- [To do] Return every line of the listing that includes the string "below".

- [Available data]
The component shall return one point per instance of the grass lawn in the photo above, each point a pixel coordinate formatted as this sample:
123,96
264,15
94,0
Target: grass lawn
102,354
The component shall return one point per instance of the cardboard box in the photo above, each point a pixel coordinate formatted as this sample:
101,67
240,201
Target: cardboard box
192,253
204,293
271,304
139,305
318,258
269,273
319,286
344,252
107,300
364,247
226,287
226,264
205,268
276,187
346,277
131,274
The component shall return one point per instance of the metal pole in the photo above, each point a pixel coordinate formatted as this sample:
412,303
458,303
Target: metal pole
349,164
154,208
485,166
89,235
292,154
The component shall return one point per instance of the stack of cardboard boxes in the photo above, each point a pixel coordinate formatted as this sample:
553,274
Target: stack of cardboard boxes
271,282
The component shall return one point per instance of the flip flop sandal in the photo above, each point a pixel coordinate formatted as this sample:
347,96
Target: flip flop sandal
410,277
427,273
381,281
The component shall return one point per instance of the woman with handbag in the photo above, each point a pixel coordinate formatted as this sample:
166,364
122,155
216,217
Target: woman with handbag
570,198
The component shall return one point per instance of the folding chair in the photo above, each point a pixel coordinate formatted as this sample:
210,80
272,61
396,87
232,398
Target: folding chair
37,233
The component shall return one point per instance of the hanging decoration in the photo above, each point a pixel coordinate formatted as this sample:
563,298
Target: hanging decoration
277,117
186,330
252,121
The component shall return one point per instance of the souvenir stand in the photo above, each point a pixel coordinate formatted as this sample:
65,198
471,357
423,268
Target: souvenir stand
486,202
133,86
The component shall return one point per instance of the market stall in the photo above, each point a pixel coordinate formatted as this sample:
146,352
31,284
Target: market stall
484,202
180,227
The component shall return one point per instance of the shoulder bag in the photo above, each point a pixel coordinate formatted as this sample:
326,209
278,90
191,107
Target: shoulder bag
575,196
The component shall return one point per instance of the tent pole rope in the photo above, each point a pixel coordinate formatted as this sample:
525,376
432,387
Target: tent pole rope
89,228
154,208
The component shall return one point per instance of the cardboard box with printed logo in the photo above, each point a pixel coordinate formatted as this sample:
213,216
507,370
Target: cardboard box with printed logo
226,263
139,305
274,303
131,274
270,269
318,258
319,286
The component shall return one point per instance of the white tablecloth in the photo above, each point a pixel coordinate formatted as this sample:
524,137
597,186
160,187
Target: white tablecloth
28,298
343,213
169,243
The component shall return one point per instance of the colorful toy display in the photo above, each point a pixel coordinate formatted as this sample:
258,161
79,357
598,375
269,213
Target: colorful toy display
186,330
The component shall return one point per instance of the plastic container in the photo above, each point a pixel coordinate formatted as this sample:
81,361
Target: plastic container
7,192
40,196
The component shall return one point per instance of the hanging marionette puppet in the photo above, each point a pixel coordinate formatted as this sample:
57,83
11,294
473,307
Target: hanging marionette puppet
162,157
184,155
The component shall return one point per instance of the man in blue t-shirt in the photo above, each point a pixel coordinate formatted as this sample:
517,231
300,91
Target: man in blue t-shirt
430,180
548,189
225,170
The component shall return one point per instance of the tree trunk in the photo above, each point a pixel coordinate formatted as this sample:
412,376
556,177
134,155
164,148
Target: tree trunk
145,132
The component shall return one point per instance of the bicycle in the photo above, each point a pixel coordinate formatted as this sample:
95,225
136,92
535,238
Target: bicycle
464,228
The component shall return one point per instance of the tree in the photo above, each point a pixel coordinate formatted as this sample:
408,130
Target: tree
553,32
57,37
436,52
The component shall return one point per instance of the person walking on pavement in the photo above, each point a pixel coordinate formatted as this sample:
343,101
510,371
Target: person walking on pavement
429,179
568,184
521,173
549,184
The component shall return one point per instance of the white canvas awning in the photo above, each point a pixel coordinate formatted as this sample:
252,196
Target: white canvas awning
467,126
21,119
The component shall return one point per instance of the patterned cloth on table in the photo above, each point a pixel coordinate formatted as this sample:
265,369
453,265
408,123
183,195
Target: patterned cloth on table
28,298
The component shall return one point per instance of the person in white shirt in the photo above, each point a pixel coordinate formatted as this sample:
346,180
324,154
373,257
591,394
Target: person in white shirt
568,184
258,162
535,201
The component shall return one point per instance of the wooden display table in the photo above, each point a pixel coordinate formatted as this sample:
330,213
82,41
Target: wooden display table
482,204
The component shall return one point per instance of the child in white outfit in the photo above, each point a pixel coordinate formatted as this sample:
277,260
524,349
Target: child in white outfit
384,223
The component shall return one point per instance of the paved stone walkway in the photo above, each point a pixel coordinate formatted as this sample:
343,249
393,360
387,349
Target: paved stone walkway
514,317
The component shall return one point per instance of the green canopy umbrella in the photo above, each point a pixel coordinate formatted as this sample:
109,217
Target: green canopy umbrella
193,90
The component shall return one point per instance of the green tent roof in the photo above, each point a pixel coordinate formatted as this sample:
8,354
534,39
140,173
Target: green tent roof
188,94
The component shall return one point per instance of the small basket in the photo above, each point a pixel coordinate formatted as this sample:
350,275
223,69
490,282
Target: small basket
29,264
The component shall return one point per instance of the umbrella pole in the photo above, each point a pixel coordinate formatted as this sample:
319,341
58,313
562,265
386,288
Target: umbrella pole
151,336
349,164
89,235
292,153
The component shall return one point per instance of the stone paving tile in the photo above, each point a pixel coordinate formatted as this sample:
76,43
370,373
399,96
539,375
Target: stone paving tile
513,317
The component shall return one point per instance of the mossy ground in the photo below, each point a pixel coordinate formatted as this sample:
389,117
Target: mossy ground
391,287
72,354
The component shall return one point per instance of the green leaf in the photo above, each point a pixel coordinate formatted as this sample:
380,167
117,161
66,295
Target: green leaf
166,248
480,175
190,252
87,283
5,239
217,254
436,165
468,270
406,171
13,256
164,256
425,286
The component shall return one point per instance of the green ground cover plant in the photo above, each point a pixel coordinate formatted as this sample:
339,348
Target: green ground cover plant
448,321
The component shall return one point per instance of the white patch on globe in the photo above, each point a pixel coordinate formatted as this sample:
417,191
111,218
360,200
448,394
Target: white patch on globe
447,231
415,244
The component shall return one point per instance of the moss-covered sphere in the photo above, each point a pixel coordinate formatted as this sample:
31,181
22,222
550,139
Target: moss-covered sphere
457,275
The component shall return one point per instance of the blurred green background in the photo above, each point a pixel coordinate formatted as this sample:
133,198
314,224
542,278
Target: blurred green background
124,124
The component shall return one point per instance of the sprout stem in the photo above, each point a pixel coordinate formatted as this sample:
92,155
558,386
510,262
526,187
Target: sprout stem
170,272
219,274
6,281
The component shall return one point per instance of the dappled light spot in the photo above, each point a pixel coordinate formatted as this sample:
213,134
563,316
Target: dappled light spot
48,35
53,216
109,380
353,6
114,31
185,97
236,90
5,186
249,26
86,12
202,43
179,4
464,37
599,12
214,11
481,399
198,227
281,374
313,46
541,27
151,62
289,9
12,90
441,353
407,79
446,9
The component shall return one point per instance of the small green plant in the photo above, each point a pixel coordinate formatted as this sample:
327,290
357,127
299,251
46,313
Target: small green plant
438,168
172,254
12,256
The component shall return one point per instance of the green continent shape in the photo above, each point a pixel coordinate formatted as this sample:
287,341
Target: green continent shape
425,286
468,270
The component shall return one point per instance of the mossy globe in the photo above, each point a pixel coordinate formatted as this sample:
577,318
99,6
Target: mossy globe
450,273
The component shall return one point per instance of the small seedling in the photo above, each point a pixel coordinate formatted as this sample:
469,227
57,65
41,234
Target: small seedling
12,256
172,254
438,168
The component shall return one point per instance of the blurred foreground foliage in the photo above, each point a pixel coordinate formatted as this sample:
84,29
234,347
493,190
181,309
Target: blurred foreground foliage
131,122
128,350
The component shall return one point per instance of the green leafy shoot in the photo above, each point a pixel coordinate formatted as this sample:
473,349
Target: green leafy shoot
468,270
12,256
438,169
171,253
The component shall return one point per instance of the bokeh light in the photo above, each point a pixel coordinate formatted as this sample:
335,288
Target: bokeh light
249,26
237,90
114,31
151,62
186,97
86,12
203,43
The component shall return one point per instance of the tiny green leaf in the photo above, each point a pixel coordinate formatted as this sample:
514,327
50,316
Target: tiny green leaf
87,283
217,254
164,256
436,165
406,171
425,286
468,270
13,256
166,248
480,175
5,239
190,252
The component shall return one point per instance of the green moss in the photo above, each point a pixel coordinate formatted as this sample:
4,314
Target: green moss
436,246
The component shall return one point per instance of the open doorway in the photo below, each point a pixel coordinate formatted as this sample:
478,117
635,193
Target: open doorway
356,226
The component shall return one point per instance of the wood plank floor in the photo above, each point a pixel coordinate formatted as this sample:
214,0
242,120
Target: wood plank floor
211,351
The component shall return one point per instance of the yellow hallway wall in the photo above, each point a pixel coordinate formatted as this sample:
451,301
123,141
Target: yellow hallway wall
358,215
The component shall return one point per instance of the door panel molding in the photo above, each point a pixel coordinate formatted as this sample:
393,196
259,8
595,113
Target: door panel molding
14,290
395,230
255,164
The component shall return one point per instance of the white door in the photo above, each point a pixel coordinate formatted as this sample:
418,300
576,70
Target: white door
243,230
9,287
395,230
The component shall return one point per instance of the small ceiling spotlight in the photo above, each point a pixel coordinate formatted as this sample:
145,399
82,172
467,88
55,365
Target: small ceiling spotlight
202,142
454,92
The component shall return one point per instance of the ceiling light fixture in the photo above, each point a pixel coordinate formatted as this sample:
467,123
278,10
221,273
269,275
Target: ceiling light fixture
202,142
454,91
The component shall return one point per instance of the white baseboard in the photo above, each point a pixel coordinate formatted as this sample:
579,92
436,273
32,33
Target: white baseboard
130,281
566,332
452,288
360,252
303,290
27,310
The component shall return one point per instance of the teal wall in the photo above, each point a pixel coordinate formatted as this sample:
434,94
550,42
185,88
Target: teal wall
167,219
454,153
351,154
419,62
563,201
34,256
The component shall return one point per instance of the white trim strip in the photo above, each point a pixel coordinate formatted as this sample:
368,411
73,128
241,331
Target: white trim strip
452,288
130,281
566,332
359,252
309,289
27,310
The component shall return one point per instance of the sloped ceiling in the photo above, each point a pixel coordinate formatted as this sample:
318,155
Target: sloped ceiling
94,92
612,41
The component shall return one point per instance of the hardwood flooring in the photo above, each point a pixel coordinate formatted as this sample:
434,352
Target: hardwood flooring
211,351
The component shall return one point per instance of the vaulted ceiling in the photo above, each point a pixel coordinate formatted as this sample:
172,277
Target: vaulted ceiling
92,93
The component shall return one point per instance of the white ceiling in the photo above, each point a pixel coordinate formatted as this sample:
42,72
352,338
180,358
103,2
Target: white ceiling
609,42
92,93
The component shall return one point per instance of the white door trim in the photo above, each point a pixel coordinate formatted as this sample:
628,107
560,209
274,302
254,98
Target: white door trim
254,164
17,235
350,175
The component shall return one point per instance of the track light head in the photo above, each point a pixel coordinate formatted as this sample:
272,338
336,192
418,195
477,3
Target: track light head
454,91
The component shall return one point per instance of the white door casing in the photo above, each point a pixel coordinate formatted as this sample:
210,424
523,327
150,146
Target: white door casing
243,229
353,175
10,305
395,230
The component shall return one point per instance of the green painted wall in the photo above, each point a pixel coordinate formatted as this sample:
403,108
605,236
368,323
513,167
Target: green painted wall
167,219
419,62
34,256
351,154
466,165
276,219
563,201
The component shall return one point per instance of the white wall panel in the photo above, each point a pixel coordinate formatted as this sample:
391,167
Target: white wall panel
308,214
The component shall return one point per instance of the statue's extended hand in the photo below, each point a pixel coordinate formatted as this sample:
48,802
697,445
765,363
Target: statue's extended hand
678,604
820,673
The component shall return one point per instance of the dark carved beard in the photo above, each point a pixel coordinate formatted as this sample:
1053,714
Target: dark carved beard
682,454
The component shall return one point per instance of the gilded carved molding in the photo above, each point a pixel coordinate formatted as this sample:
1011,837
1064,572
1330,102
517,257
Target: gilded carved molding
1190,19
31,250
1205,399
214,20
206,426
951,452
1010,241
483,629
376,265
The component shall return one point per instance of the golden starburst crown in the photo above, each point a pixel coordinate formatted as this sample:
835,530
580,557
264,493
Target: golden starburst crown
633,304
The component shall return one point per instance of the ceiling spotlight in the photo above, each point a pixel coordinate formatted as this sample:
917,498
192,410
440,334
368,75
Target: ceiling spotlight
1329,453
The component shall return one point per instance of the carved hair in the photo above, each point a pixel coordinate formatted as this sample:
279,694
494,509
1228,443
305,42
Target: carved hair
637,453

- [Reply to the task]
The component shall return one point per instance of the mossy ground in the photo below, each point a pixel coordinate formatted as this sample:
The component shall return one point per instance of the open doorway in the photo below, each point a pixel coordinate formatted as this sample:
The component shall return one point per instance of the statue's extended hand in the photo below, each point a pixel coordinate formatted as this sample:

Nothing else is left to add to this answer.